On observe également l’émergence du quick commerce, permettant d’accéder aux produits du quotidien – y compris les produits frais – tout en restant chez soi. Mais la question reste de savoir si ce modèle pourra convaincre sur la durée les consommateurs. De manière générale, on note une baisse de fréquentation chez tous les retailers physiques. Les clients se déplacent moins, mais achètent davantage une fois sur place. L’enjeu est donc de transformer l’expérience client, en s’assurant que le déplacement en magasin s’accompagne d’une vraie plus-value.

Existe-t-il un risque de cannibalisation du magasin physique par le digital ?

Alexandre Mayaud : Ce risque n’existe pas, à partir du moment où chacun des deux canaux apporte une valeur ajoutée. Le magasin physique propose un avantage en termes d’expérience, de relation et de service apporté au client. Le digital, quant à lui, permet au consommateur d’avoir accès à une offre complète depuis son domicile. Le bon mix de ces canaux est indispensable. Avec la Covid, le consommateur a été habitué à acheter en ligne. Il doit donc retrouver sur tous les canaux de vente les mêmes avantages en matière de fidélité, d’offres commerciales, de facilité de retour des produits, etc.

Quel sera le nouveau rôle du vendeur dans cette ère du New Retail ?

Alexandre Mayaud : Beaucoup d’enseignes continuent de segmenter leur parcours client. On rencontre parfois des vendeurs qui se chargent de l’accueil en magasin, d’autres qui occupent des fonctions plus logistiques et enfin des conseillers SAV ainsi que des responsables de caisse. Le nouveau rôle du vendeur sera d’être polyvalent. Il devra être capable de s’assurer de l’accueil en magasin, de traiter des commandes omnicanales, d’accompagner des clients présents physiquement, de les encaisser et de répondre à des sollicitations sur les réseaux sociaux. Ce rôle de « vendeur augmenté » pose des questions en matière de droit du travail. Lorsqu’un contrat de travail précise une fonction déterminée, il est compliqué pour le salarié de faire autre chose. Mais certaines enseignes ont tout de même réussi cette transition.

Nous nous dirigeons de plus en plus vers la fin de l’encaissement. Les exemples d’Amazon Go et de Tesco sont probants. Mais la question in fine n’est pas de supprimer les hôtesses de caisse. Il s’agit plutôt d’anticiper ce nouveau rôle du vendeur. Avec le click and collect ou le « ship from store », il est plus que jamais important que les stocks soient justes et que les préparations de commande soient efficaces.

+ + + + + + +

Reportez mot pour mot le passage de l'extrait sur le New Retail ci-dessus, de « Alexandre Mayaud : Ce » à « des produits, etc. ».

(Items issus d'un jeu de données)
+ + + + + + +

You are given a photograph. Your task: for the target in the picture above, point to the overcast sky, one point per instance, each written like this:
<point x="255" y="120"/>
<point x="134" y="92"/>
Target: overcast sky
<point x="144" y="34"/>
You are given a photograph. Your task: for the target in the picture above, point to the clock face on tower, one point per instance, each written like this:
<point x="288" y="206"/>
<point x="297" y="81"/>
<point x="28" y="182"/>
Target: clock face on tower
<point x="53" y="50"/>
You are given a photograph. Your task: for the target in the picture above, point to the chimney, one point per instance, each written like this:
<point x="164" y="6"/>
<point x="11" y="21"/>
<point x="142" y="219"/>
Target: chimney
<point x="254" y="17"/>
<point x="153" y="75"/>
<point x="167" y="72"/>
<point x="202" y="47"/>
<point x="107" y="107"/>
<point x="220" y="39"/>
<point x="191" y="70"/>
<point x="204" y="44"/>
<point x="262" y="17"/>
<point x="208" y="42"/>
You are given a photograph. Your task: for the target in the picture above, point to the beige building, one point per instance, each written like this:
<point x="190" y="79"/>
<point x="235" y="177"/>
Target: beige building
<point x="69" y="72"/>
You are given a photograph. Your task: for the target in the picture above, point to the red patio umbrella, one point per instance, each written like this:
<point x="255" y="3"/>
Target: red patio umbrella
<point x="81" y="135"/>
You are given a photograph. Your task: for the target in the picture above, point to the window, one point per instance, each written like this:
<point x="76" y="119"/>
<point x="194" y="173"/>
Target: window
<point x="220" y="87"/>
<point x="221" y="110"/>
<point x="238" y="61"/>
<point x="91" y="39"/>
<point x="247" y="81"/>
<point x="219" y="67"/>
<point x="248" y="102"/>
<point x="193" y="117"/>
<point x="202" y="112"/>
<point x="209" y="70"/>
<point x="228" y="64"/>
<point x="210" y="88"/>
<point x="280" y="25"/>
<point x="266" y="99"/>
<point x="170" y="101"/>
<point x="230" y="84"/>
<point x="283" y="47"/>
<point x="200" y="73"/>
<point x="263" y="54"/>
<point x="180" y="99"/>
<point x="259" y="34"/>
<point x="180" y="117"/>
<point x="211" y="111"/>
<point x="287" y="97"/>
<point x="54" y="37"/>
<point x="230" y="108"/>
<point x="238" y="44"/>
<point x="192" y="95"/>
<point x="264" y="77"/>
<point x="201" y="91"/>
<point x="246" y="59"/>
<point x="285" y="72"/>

+ + + + + + +

- _RÉPONSE_
Alexandre Mayaud : Ce risque n’existe pas, à partir du moment où chacun des deux canaux apporte une valeur ajoutée. Le magasin physique propose un avantage en termes d’expérience, de relation et de service apporté au client. Le digital, quant à lui, permet au consommateur d’avoir accès à une offre complète depuis son domicile. Le bon mix de ces canaux est indispensable. Avec la Covid, le consommateur a été habitué à acheter en ligne. Il doit donc retrouver sur tous les canaux de vente les mêmes avantages en matière de fidélité, d’offres commerciales, de facilité de retour des produits, etc.